> Text section
+-------+

What is in this article?:
- Public cotton breeding fills a gap
- Stress factors differ
- Public cotton breeding program has diverse germplasm source.
- Conventional cotton still has a place in production.
- Seeking cultivars with specific stress, insect tolerances.
STEVE HAGUE, Texas A&M AgriLife Research cotton breeder at College Station, is shown in one of his test plots.
Stress factors differ
Drought and stress tolerance also may vary with different growing seasons. “Stress can be a matter of timing,” Hague says. “Delaying irrigation by just a day can initiate stress on a cotton plant. Obviously, we would all like to have cotton that could tolerate extremely dry soil conditions, but if a grower had cotton that could handle minor drought stress, it would be extremely beneficial. If irrigation could be delayed by two or three days without a yield loss, it would, over the course of a growing season, save a lot of water.”
Hague and one of his graduate students, Austin Terhune, are looking for this type of drought stress tolerance through screening and breeding efforts.
He says those special problems may be too isolated or too infrequent to justify investment by private companies. “They would have problems targeting secondary pests and making a profit on (resistant) products that may or may not be needed in a particular year. Weeds and worms, on the other hand, will always be an issue.”
Hague is screening germplasm lines, some of which have been in the Texas A&M collection since the 1930s and 1940s. Entomologist Allen Knutson also has been began screening for insect resistance.
“We’re looking at native traits for fleahopper resistance, not transgenic breeding,” Hague says. “And we are seeing some significant differences – 30 percent to 40 percent advantages in terms of fruit retention.”
The challenge will be to get that resistance into elite lines and available to growers. “When we find resistance we have to incorporate it into an elite background. Otherwise, it’s like putting a high-end speaker system in an old jalopy.”
He’s identified “some promising material that competes with commercial lines and sometimes beats them. And the earlier generations are better than the later ones. “We’re excited about what some of these lines will do as we advance them.”
He expects little from 2013 trials, however. “We’ve had limited water for irrigation and many of our dryland locations are suffering from drought, so we will not get a good look at yield potential in many of our tests this year.”
He also recognized the efforts of graduate student Laura Ann McLoud who has “logged a lot of hours looking at plants and documenting changes.” McLoud, a PhD candidate, is a Cotton Incorporated Fellow. “We have had good support from Cotton Incorporated,” Hague says. “Without that, the program would not move forward.”

+-------+

Dataset entries:
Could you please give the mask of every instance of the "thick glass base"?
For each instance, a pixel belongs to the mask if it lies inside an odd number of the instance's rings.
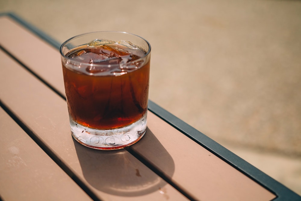
[[[97,149],[121,149],[137,142],[146,130],[147,112],[130,125],[115,129],[101,130],[80,124],[70,117],[72,136],[82,144]]]

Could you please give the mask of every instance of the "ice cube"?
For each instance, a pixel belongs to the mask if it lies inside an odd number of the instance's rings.
[[[94,48],[104,45],[113,44],[115,42],[114,41],[106,39],[95,39],[90,42],[88,44],[88,46],[89,47]]]
[[[93,52],[86,52],[78,56],[73,57],[73,60],[81,62],[92,63],[99,62],[107,58],[108,57],[104,55],[95,54]],[[91,60],[92,61],[91,62]]]
[[[119,57],[132,55],[132,53],[126,50],[113,46],[105,45],[101,46],[101,48],[102,49],[101,53],[108,57]]]

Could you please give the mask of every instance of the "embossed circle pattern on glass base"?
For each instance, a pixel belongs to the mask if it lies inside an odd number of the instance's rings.
[[[97,149],[121,149],[138,141],[146,130],[147,113],[135,123],[122,128],[100,130],[84,126],[70,118],[72,136],[82,144]]]

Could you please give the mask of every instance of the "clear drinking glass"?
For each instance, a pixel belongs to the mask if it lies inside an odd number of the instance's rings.
[[[150,46],[124,32],[71,38],[61,53],[72,136],[97,149],[134,144],[146,129]]]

+-------+

> What you need to do
(A) From the cotton breeding article, return the passage starting at "What is in this" and ending at "his test plots.".
(B) According to the cotton breeding article, what advantage in fruit retention is Hague seeing when screening for native fleahopper resistance?
(C) Continue the cotton breeding article from its final sentence.

> Results for the exercise
(A)
What is in this article?:
- Public cotton breeding fills a gap
- Stress factors differ
- Public cotton breeding program has diverse germplasm source.
- Conventional cotton still has a place in production.
- Seeking cultivars with specific stress, insect tolerances.
STEVE HAGUE, Texas A&M AgriLife Research cotton breeder at College Station, is shown in one of his test plots.

(B) He is seeing advantages of 30 percent to 40 percent in fruit retention.

(C)
He says working on conventional cotton varieties also may benefit some farmers. “I think in a lot of ways we have better conventional tools now than we did before the introduction of transgenics,” he says. “Conventional cotton offers an alternative, and I would like to see more of them for sale. Not many companies currently offer conventional cotton.”
He concedes that managing conventional cotton will be more difficult than is the case for herbicide resistance varieties. “But it could be profitable on low input acreage, dryland fields or fields with limited irrigation water—places where a farmer will not be assured of making a crop.”
He says breeding conventional varieties moves a bit faster than for genetically engineered breeding. “We can respond quicker with a greater amount of genetic diversity because we aren’t having to backcross or work within a closed and genetically narrow population.”
He adds that native resistance—to something like fleahoppers or whiteflies—can be matched with Bt and herbicide resistance to offer more options.
“I’d also like to see if we can find something with an effect on lygus bugs. But that is pure speculation at this point.”
He says getting the cotton genome fully mapped will improve opportunities for cotton breeders. “The challenge is identifying the genes that match physical traits. That’s where graduate students are essential. They do a lot of the grunt work and they approach their work with novel ideas.”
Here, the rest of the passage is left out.